Estratto da leggere →
○ ○ ○

Condannato sia in primo che in secondo grado di giudizio, Giacomo è a dir poco disperato.
L’uomo teme, in primis, la reclusione ed, in secondo luogo, la richiesta di risarcimento del danno per perdita del rapporto parentale avanzata dagli eredi dell’operatore ecologico deceduto.
Anche la vita di relazione di Giacomo è scossa: l’uomo inizia ad essere irascibile sul lavoro e porta le sue preoccupazioni anche a casa, litigando spesso con moglie e figli.
La moglie cerca di confortarlo, ma sono molti di più i momenti di sconforto che quelli di tranquillità.
Nonostante le due condanne in entrambi i giudizi di merito, Giacomo decide di resistere alle accuse che gli vengono mosse dal PM e si rivolge ad un nuovo Avvocato Penalista di Diritto Penale del Lavoro con cui decide di non arrendersi.
Avvocato Penalista di Diritto Penale del Lavoro
Invero un esperto in materia di decessi e infortuni per elusione della normativa dettata in materia di salute e sicurezza dei lavoratori, può organizzare subito una puntuale difesa del suo assistito (soprattutto se viene incaricato sin dai primi giorni dell’incidente).
Per convincere i giudici, si insiste sulle prove raccolte durante il primo ed il secondo grado di giudizio, necessarie e sufficienti, ad escludere la responsabilità del datore di lavoro – suo assistito – per essere avvenuta, la morte del lavoratore, a causa di una condotta abnorme del lavoratore dovuta all’uso improprio del mezzo utilizzato da quest’ultimo.
Proprio tale improprio uso del mezzo, secondo l’avvocato di Giacomo, aveva provocato la morte dell’operatore ecologico e, a scagionare il datore di lavoro, era, quindi l’interruzione del nesso causale, tra la condotta dell’agente (la mancata o errata adozione delle misure antinfortunistiche) e l’evento infausto (la morte del lavoratore).
L’avvocato, quindi, richiamava tutta la giurisprudenza in materia nonché i principi di diritto elaborati negli anni dalla Corte e volti proprio ad escludere la responsabilità del datore di lavoro nel caso di condotta abnorme del lavoratore.
L’accusa di omessa valutazione dei rischi specifici della mansione del lavoratore
Secondo l’accusa, il fatto era addebitabile esclusivamente al datore di lavoro per avere questi omesso di valutare i rischi relativi all’attività di lavoro e per non aver fornito un’adeguata formazione nonché i mezzi e gli strumenti idonei atti a prevenire il decesso dell’uomo.
L’imputato dopo accesa discussione in aula viene assolto in via definitiva dall’accusa di omicidio colposo aggravato.
Le argomentazioni utilizzate dagli ermellini sono state anche trasfuse in diversi provvedimenti giurisprudenziali, nella quale si sono ribaditi anche alcuni principi di diritto relativi alle cosiddette “morti bianche”.

○ ○ ○

Dati forniti →

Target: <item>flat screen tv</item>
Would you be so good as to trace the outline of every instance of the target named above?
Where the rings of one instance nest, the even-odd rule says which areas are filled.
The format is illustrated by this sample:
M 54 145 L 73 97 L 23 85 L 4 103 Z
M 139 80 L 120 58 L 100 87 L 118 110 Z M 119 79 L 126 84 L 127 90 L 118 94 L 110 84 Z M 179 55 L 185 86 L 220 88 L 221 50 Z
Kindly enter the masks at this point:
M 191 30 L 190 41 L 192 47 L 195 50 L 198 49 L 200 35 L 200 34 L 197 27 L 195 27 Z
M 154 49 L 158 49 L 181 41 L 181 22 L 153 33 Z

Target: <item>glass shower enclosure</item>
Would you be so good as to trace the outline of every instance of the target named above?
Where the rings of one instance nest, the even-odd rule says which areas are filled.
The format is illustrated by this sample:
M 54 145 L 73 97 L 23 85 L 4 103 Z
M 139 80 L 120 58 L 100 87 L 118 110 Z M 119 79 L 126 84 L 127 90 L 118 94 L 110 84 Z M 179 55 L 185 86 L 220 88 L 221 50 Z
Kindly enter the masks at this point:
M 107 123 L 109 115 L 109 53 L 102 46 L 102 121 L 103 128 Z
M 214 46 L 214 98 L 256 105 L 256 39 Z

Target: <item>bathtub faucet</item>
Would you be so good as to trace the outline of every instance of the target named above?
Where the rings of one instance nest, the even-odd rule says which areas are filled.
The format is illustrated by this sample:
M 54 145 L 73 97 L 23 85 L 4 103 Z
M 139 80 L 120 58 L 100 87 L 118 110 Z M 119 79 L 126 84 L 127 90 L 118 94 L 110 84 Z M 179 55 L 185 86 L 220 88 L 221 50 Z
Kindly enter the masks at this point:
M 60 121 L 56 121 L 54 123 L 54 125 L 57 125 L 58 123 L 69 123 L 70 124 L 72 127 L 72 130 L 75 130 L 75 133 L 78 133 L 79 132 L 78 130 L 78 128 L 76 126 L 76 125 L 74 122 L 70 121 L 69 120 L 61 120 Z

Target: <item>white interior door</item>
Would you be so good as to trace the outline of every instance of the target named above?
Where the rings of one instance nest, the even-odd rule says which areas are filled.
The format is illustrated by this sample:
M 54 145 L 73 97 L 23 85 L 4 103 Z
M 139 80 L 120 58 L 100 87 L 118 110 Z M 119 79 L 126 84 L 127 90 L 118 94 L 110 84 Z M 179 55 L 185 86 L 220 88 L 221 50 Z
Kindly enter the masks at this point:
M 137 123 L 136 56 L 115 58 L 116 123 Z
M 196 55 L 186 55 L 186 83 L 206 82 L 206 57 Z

○ ○ ○

Secondo l'estratto sul processo a Giacomo, da quale accusa l'imputato viene assolto in via definitiva?

Risultato dell'esercizio →
Dall'accusa di omicidio colposo aggravato.